◆ **PASSAGE TO READ**:
Iteration node

[Onandon11]

Is your feature request related to a problem? Please describe.
In our library we have to call a specific subgraph quite frequently (for example 100+ times). Currently you either the following options to achieve this:

1. Make a unique node for every iteration. This is not following the architecture of the flowpipe, creating duplicate nodes. It also messes up the print(graph)
2. Make the node capable of handling subinputs and create a connections for every iteration. This causes a lot of extra code, because every node, which you want to iterate sometimes, should be capable of handling subinputs. This also messes up the connection schema of print(graph) and draws a lot of lines.

Describe the solution you'd like
I have in mind that in Node.evaluate a check is done if there are inputs that should be iterated over. If so, the node is calling itself that many times. The output of the node is then an iterable and the next node should notice that just like the previous did. For proof-of-principle I subclassed the FunctionNode and created the following (ps.: This is far from prefect but it's as an example).

class IterationPlug(list):
    pass

class Node(FunctionNode):
    def __init__(self, *args, n_iterations=None, disable_iterations=False, **kwargs):
        super().__init__(*args, **kwargs)
        # At instantation of the node you can sepcify the number of iterations.
        # If specified a check if done if the input `IterationPlug` has that many values otherwise
        # raises AssertionError.
        # A `disable_iterations` can also be set to ignore the `IterationPlug` input as iterable.
        self._n_iterations = n_iterations
        self._disable_iterations = disable_iterations

    def evaluate(self):
        """Compute this Node, log it and clean the input Plugs.

        Also push a stat report in the following form containing the Node,
        evaluation time and timestamp the computation started.
        """
        if self.omit:
            self.EVENTS['evaluation-omitted'].emit(self)
            return {}

        self.EVENTS['evaluation-started'].emit(self)

◆ **SET TASK 1**: Return the stretch of the iteration node request from "# At instantation" through "input as iterable.", word for word.
◆ **SET TASK 2**: Resume the iteration node request from its last line and keep writing it.

◆ **DATA**:
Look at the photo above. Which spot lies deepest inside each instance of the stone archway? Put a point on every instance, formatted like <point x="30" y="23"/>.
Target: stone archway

◆ **EXERCISE RESPONSE 1**:
# At instantation of the node you can sepcify the number of iterations.
        # If specified a check if done if the input `IterationPlug` has that many values otherwise
        # raises AssertionError.
        # A `disable_iterations` can also be set to ignore the `IterationPlug` input as iterable.

◆ **EXERCISE RESPONSE 2**:
        inputs = {}
        for name, plug in self.inputs.items():
            inputs[name] = plug.value

        # Look if iteration is needed
        is_iteration_detected, iterables = False, {}
        # If itertation is disabled just continue normally
        if not self._disable_iterations:
            for key, value in inputs.items():
                if isinstance(value, IterationPlug):  # Input value is an IterationPlug so iteration is needed
                    is_iteration_detected = True
                    iterables[key] = [{key: x} for x in value]  # Create a list of kwargs to iterate over lateron.
                    if self._n_iterations is not None:
                        # Check the number of itertations if provided
                        assert len(value) == self._n_iterations, f"Length ({len(value)}) of iterable `{key}` is unequal to expected length {self._n_iterations}"
                elif isinstance(value, dict):  # Special case for subinputs
                    for subkey, subvalue in value.items():
                        if isinstance(subvalue, IterationPlug):  # Same as above but a layer deeper.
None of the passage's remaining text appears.